What the exercise asks: Every entry must be transcribed exactly as written.

==== Data shown

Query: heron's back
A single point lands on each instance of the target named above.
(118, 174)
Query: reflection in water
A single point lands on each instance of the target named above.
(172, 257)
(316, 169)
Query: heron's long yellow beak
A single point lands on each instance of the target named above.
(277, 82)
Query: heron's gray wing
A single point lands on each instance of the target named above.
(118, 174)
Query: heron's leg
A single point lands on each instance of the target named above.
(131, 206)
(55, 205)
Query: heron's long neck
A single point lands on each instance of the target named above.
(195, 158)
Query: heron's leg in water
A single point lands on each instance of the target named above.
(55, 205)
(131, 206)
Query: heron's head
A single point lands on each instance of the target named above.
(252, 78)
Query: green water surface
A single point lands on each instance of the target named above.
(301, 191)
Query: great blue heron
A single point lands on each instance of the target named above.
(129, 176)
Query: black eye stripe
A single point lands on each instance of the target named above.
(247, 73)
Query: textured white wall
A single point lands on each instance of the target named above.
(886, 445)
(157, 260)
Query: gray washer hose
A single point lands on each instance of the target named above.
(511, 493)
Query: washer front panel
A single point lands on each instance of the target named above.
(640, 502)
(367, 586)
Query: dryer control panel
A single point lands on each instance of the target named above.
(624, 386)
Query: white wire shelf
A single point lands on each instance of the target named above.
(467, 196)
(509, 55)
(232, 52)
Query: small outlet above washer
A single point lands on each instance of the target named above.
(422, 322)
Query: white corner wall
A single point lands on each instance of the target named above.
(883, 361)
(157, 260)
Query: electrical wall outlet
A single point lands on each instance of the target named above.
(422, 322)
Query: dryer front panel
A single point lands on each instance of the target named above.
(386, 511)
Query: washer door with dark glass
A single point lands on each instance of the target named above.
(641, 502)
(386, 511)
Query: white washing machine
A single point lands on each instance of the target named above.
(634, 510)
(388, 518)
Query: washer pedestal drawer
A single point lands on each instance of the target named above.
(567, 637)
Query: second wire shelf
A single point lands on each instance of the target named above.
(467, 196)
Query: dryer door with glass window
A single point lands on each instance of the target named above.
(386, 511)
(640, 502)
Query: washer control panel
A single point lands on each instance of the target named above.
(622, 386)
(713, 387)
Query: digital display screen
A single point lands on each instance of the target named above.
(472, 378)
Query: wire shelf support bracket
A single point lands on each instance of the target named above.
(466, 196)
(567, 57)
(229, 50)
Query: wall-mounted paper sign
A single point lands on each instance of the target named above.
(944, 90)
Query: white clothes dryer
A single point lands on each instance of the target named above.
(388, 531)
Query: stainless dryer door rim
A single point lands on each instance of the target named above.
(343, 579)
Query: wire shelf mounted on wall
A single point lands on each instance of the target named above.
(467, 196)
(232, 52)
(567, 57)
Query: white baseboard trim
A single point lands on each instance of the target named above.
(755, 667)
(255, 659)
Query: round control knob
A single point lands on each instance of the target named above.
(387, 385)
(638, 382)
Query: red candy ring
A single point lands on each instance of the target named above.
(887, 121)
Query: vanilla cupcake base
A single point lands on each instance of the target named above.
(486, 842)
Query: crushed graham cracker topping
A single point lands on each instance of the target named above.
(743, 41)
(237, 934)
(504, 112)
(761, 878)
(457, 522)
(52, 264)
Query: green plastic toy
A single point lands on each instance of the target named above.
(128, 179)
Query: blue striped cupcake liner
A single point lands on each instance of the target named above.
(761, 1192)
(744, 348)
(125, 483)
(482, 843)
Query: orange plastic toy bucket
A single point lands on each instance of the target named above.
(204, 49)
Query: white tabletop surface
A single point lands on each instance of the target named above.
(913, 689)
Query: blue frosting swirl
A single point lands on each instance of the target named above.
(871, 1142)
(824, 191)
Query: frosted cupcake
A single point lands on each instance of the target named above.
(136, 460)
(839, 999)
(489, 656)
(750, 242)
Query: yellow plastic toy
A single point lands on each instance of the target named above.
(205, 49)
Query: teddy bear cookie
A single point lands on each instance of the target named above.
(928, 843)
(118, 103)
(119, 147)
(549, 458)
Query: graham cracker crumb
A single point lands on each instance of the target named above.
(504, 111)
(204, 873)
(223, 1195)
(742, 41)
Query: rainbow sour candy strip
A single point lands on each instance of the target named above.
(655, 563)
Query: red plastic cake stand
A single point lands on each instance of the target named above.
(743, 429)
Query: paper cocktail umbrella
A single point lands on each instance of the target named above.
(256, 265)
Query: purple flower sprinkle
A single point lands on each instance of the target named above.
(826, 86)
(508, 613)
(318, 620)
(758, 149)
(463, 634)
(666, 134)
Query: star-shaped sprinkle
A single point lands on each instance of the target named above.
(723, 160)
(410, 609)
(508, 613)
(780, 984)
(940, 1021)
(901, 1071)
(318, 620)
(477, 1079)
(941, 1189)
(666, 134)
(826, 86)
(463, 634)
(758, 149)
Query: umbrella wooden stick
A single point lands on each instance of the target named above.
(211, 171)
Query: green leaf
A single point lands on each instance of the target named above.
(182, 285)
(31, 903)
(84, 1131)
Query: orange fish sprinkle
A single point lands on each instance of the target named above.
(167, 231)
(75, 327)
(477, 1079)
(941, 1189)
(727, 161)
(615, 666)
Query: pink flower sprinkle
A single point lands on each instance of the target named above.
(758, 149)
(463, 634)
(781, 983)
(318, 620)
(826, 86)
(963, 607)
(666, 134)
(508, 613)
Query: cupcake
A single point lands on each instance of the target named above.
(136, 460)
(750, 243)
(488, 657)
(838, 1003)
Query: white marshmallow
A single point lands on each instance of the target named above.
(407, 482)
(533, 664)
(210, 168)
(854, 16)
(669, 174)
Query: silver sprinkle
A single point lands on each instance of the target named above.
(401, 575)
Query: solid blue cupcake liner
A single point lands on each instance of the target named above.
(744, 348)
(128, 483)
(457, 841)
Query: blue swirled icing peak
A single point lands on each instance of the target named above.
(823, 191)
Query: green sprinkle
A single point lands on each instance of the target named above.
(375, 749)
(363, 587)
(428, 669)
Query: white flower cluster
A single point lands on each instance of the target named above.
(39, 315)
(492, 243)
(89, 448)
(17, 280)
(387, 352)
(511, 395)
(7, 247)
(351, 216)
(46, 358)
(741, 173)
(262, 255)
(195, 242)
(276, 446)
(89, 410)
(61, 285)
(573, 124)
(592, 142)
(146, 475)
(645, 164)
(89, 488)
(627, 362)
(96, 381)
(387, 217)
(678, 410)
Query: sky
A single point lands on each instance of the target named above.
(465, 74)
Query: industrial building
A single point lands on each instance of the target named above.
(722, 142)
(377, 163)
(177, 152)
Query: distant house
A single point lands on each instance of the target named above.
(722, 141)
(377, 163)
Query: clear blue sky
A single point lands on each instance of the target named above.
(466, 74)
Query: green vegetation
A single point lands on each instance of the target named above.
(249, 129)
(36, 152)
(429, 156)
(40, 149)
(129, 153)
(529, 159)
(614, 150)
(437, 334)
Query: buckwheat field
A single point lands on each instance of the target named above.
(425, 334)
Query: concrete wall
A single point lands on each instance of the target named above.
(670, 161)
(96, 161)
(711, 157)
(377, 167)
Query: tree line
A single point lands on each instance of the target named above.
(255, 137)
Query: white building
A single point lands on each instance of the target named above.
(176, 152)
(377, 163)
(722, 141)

========

Solution:
Query: heron's back
A single point lands on each instance of the target named above.
(118, 174)
Query: reflection in water
A single point lands on each instance of the target named above.
(172, 257)
(316, 169)
Query: heron's long yellow beak
A single point lands on each instance of the target named above.
(277, 82)
Query: heron's gray wing
A single point lands on each instance of the target named above.
(118, 174)
Query: heron's leg
A single point lands on each instance of the target named above.
(131, 206)
(55, 205)
Query: heron's long neck
A single point lands on each instance of the target named above.
(195, 158)
Query: heron's leg in water
A single point lands on each instance of the target named above.
(55, 205)
(131, 206)
Query: heron's head
A single point lands on each instance of the target named above.
(252, 78)
Query: green water surface
A single point lands on each instance of the target named above.
(301, 191)
Query: great blue heron
A single point lands on each instance of the target named above.
(129, 176)
Query: black eye stripe
A single point lands on each instance of the target named above.
(247, 73)
Query: textured white wall
A single point lands on each instance of the target named above.
(886, 445)
(157, 260)
Query: gray washer hose
A single point lands on each instance of the target named above.
(511, 493)
Query: washer front panel
A single point lands on each instance of the target named above.
(640, 502)
(367, 586)
Query: dryer control panel
A single point lands on each instance of the target named above.
(624, 386)
Query: white wire shelf
A single point lands on each instance of the target named above.
(467, 196)
(509, 55)
(232, 52)
Query: small outlet above washer
A single point lands on each instance of the target named above.
(422, 322)
Query: white corner wall
A single point lands on each instance of the target named above.
(883, 361)
(157, 260)
Query: electrical wall outlet
A single point lands on each instance of the target named above.
(422, 322)
Query: dryer front panel
A single point lands on each instance of the target named above.
(386, 511)
Query: washer door with dark glass
A single point lands on each instance of the target named above.
(641, 502)
(386, 511)
Query: white washing machine
A single point lands on each instance of the target named above.
(634, 510)
(388, 518)
Query: washer pedestal drawer
A single point lands on each instance of the target named above.
(567, 637)
Query: second wire shelf
A single point lands on each instance of the target named above.
(467, 196)
Query: dryer door with glass window
A single point lands on each instance of the target named above.
(386, 511)
(640, 502)
Query: washer control panel
A single point lands on each instance of the target named above.
(622, 386)
(713, 387)
Query: digital display screen
A single point lands on each instance of the target named above.
(472, 378)
Query: wire shelf support bracket
A single point lands on each instance of the target named above.
(466, 196)
(567, 57)
(229, 50)
Query: wall-mounted paper sign
A single point lands on each instance of the target named above.
(944, 90)
Query: white clothes dryer
A single point lands on each instance of the target named above.
(388, 531)
Query: stainless dryer door rim
A single point lands on each instance of the target named above.
(343, 579)
Query: wire shelf mounted on wall
A single point lands on each instance of the target named above.
(467, 196)
(232, 52)
(567, 57)
Query: white baseboard trim
A single point lands on each instance of the target named above.
(755, 667)
(255, 659)
Query: round control knob
A single point lands on each instance of the target named above.
(387, 385)
(638, 382)
Query: red candy ring
A single point lands on each instance of the target named above.
(887, 121)
Query: vanilla cupcake base
A single point lands on each instance of the target named above.
(486, 842)
Query: crushed graham cracker topping
A single point lands on each instance of the target named above.
(743, 41)
(237, 934)
(504, 112)
(761, 878)
(457, 522)
(52, 264)
Query: green plastic toy
A single point lands on each instance of the target named above.
(128, 179)
Query: blue striped cupcake liner
A single point lands on each instance of the target named above.
(761, 1192)
(744, 348)
(125, 483)
(482, 843)
Query: orange plastic toy bucket
A single point lands on each instance of the target named above.
(204, 49)
Query: white tabletop surface
A single point lands on each instance of the target named above.
(913, 689)
Query: blue frosting swirl
A single point lands on each instance of the target named above.
(871, 1142)
(824, 191)
Query: frosted cupcake
A single point lands on each instance of the target named above.
(136, 460)
(839, 999)
(489, 656)
(750, 242)
Query: yellow plastic toy
A single point lands on each instance of the target named above.
(205, 49)
Query: teddy bear cookie
A single point lands on each instance of the target named above.
(928, 843)
(118, 103)
(119, 147)
(549, 458)
Query: graham cracker crumb
A single point lands on each instance of the target named above.
(504, 111)
(204, 873)
(223, 1195)
(742, 41)
Query: rainbow sour candy strip
A single point lands on each instance of the target named above.
(655, 563)
Query: red plastic cake stand
A single point lands on each instance of the target named above.
(743, 429)
Query: paper cocktail umbrella
A single point lands on each instance of the target named above.
(256, 265)
Query: purple flower sprinkle
A single point lands on each instance of the target named above.
(826, 86)
(508, 613)
(318, 620)
(758, 149)
(463, 634)
(666, 134)
Query: star-shaped sprinkle
A single point lands on each instance of the target named above.
(723, 160)
(410, 609)
(508, 613)
(780, 984)
(940, 1021)
(901, 1071)
(318, 620)
(477, 1079)
(941, 1189)
(666, 134)
(826, 86)
(463, 634)
(758, 149)
Query: umbrella wooden stick
A single point lands on each instance of the target named above.
(211, 171)
Query: green leaf
A single point lands on each instance of the target named above.
(182, 285)
(31, 903)
(84, 1131)
Query: orange fish sprinkle
A single point lands on each instance of the target named above.
(167, 231)
(75, 327)
(477, 1079)
(941, 1189)
(727, 161)
(615, 666)
Query: pink flower sprinkle
A single point lands on each instance of the target named above.
(758, 149)
(463, 634)
(781, 983)
(318, 620)
(826, 86)
(963, 607)
(666, 134)
(508, 613)
Query: cupcake
A single point lands on each instance of the target named above.
(136, 460)
(750, 243)
(488, 657)
(838, 1003)
Query: white marshmallow
A single point lands on each instance of the target named above.
(407, 482)
(533, 664)
(210, 168)
(854, 16)
(669, 174)
Query: silver sprinkle
A single point lands on each instance of the target named above.
(401, 575)
Query: solid blue cupcake liner
A single point lands on each instance of the target named above.
(744, 348)
(128, 483)
(457, 841)
Query: blue swirled icing peak
A single point lands on each instance of the target named above.
(823, 191)
Query: green sprinkle
A single point lands on each instance of the target named above.
(375, 749)
(363, 587)
(428, 669)
Query: white flower cluster
A single point lands on each instance of the target named above.
(39, 315)
(492, 243)
(89, 448)
(17, 280)
(387, 352)
(511, 395)
(7, 247)
(351, 216)
(46, 358)
(741, 173)
(262, 255)
(195, 242)
(276, 446)
(89, 410)
(61, 285)
(573, 124)
(592, 142)
(146, 475)
(645, 164)
(89, 488)
(627, 362)
(96, 381)
(387, 217)
(678, 410)
Query: sky
A single point lands on each instance of the target named above.
(465, 74)
Query: industrial building
A single point lands on each instance of the target named above.
(722, 142)
(377, 163)
(177, 152)
Query: distant house
A single point lands on each instance of the target named above.
(722, 141)
(377, 163)
Query: clear blue sky
A single point lands on each instance of the target named above.
(466, 74)
Query: green vegetation
A single point lands on each instance of the target named above.
(249, 129)
(36, 152)
(429, 156)
(40, 149)
(129, 153)
(529, 159)
(614, 150)
(437, 334)
Query: buckwheat field
A single point lands on each instance of the target named above.
(425, 334)
Query: concrete wall
A single point lands on each instance of the target named above.
(670, 161)
(96, 161)
(711, 157)
(377, 167)
Query: tree line
A single point lands on each instance of the target named above.
(255, 137)
Query: white building
A single point lands on each instance of the target named above.
(176, 152)
(377, 163)
(722, 141)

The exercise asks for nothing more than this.